## START Material provided
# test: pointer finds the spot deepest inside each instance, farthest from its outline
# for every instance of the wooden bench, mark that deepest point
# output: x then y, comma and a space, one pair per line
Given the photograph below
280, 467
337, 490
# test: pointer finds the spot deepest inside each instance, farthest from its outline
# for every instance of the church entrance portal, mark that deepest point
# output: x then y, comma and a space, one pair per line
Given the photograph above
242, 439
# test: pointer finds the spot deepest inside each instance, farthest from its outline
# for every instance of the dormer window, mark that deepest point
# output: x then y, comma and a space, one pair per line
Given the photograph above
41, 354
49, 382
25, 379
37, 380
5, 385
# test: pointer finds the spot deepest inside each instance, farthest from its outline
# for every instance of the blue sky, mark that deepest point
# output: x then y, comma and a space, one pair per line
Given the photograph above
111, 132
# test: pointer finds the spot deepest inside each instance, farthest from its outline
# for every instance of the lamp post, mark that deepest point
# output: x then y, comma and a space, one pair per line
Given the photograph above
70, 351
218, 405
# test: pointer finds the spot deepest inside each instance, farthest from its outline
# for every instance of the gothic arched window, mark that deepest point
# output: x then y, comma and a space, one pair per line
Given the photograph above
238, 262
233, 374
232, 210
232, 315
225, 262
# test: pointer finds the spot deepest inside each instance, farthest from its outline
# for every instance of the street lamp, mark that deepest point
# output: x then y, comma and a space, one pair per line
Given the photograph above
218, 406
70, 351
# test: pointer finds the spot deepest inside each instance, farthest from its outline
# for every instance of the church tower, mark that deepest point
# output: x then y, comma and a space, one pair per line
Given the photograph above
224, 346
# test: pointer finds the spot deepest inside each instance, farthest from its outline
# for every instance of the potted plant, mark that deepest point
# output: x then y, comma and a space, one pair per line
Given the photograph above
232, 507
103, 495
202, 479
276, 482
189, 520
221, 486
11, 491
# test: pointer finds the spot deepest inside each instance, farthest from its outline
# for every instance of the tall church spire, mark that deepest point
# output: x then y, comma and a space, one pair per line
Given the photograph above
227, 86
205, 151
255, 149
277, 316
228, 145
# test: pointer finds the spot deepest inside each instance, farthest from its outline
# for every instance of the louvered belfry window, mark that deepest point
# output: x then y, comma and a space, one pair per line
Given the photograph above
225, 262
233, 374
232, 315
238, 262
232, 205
## END Material provided
Exercise goal » Your task is to repeat the data exactly; please include every line.

Worked answer »
# test: pointer finds the spot deepest inside each instance, farthest from its outline
# for every instance of the wooden bench, mark that deepest point
# output: x then y, comma and a space, one pair per line
Given the photograph below
280, 467
337, 490
# test: pointer finds the spot deepest inside each instance, farthest from its outline
# for every instance of the church entrance portal, mark that deepest point
# output: x then y, comma and a space, one pair per line
Given the photograph above
242, 439
# test: pointer finds the spot deepest inside each instance, farthest from its outline
# for every instance of the dormer window, mark that deepest point
# output: x then y, comma and a space, one pair per line
Given the photograph above
41, 354
49, 382
25, 379
37, 380
5, 385
# test: pointer finds the spot deepest inside each instance, farthest from its outline
# for every instance of the blue sky, mark that deepest point
# output: x then y, comma and a space, one pair per line
Given the photograph above
111, 132
# test: pointer finds the spot deepest inside each instance, farthest from its outline
# for every instance of the lamp post, mark that deepest point
# output: x then y, comma and a space, one pair per line
Given the photograph above
70, 351
218, 405
# test: pointer finds the spot deepest inside each instance, farthest from its outline
# for every instance of the gothic arched window, mark that deepest point
# output: x then y, comma and a space, one pair per line
Given the photograph above
238, 262
233, 374
232, 210
232, 315
225, 262
# test: pointer finds the spot deepest inside each instance, farthest from its outline
# for every instance of the street lamp, mark that deepest point
# output: x then y, comma and a space, one pair per line
Given the photograph above
218, 406
70, 351
# test: pointer finds the spot deepest inside each instance, farthest from its outline
# for every instance of the church tower, mark that deepest point
# output: x then y, comma and a space, one pair per line
Given the photograph above
224, 346
# test: pointer finds the spot deepest inside each instance, farthest from its outline
# for every instance of the potted plant, mark that deepest point
# output: x then y, comma and a space, one pair per line
Given the photograph above
232, 507
103, 495
202, 479
276, 482
189, 520
221, 486
11, 491
# test: pointer finds the spot deepest inside each instance, farthest from its outline
# for every instance of the tall church spire, mark that deepest point
# output: x then y, comma and a space, one pair per line
Given the photograph above
227, 86
205, 151
255, 149
277, 316
228, 145
# test: pointer finds the spot deepest inside each instance, farthest from its outline
# for every instance of the louvered belfry window, mark that deepest point
# output: x then y, comma and a space, one pair per line
Given the photograph above
225, 262
233, 374
232, 315
238, 262
232, 205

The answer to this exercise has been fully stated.